◆ RETOS
1 – Por favor, traduce al inglés esta oración del extracto seleccionado: «Este notebook calcula las métricas en test de los diferentes modelos entrenados con finetuning de un traductor español-finlandés para traducir de español a arhuaco.»
2 – Prosigue el cuaderno sobre la traducción de español a arhuaco a partir de su última línea.

:: EXTRACTO SELECCIONADO ::

# Revisión de resultados traducción de español - arhuaco
Este notebook calcula las métricas en test de los diferentes modelos entrenados con finetuning de un traductor español-finlandés para traducir de español a arhuaco.

# Librerías

In [1]:
from glob import glob
import pandas as pd
import numpy as np
from tqdm.auto import tqdm, trange
import sys
import os

  from .autonotebook import tqdm as notebook_tqdm


In [2]:
from datasets import load_dataset, DatasetDict, Dataset
from sklearn.model_selection import train_test_split
from transformers import AutoTokenizer
import pandas as pd

In [3]:
from transformers import Seq2SeqTrainingArguments
from transformers import DataCollatorForSeq2Seq
from transformers import AutoModelForSeq2SeqLM
from transformers import EarlyStoppingCallback
from transformers import Seq2SeqTrainer

import torch

import numpy as np
import pickle
import evaluate

In [4]:
#from google.colab import drive
#drive.mount('/content/drive')

# Funciones auxiliares 

In [5]:
def preprocess_dataset(path_dataset: str, lang_output: str):
  """
  Lee los datos y los preprocesa. Lo pasa al formato necesario DatasetDict
  y divide los datos en train, test y validación.
  Sirve para traducción de indígena a español

  input:
  - path_dataset: con la ruta en donde se encuentra la base a procesar
  - lang_output: wayuu, arh de donde va a terminar la traducción

  output:
  - dataset_dict: DatasetDict con train test y validation
  """
  # Lectura de datos y conversión a diccionario
  dataset = pd.read_csv(path_dataset)

:::
:: INFORMACIÓN MOSTRADA ::

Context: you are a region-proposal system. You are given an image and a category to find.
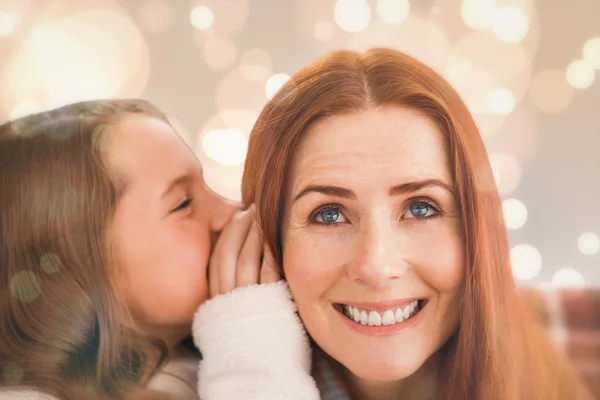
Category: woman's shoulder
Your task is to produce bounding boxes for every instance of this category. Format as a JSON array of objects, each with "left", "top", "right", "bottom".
[{"left": 0, "top": 387, "right": 58, "bottom": 400}]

:::

◆ RESULTADOS ESPERADOS
1 – This notebook computes the test metrics of the different models trained by fine-tuning a Spanish-Finnish translator to translate from Spanish to Arhuaco.

2 –
  conv = {'esp': 'es', 'wayuu': lang_output, 'arh': lang_output}
  dataset.rename(columns = conv, inplace = True)

  dataset = [{'es': row['es'], lang_output: row[lang_output]} for _, row in dataset.iterrows()]

  # División train, test y validación
  train, test = train_test_split(dataset, test_size = 0.2, random_state = 42)
  val, test = train_test_split(test, test_size = 0.5, random_state = 42)

  # Creación de datasets
  train = Dataset.from_dict({"id": list(range(len(train))), "translation": train})
  test = Dataset.from_dict({"id": list(range(len(test))), "translation": test})
  validation = Dataset.from_dict({"id": list(range(len(val))), "translation": val})

  # Creación del diccionario
  dataset_dict = DatasetDict({"train": train, "test": test, "validation": validation})

  return dataset_dict

# 

In [6]:
def tokenizar(dataset_dict, tokenizer, max_length = 150):
  """
  A partir de un DatasetDict, tokeniza los datos. Esto depende del modelo a utilizar,
  y de un modelo específico.

  input:
  - dataset_dict: con los datos de train, test y validación
  - tokenizer: tokenizer
  - max_length: de las sentencias a considerar

  output:
  - tokenized_datasets
  """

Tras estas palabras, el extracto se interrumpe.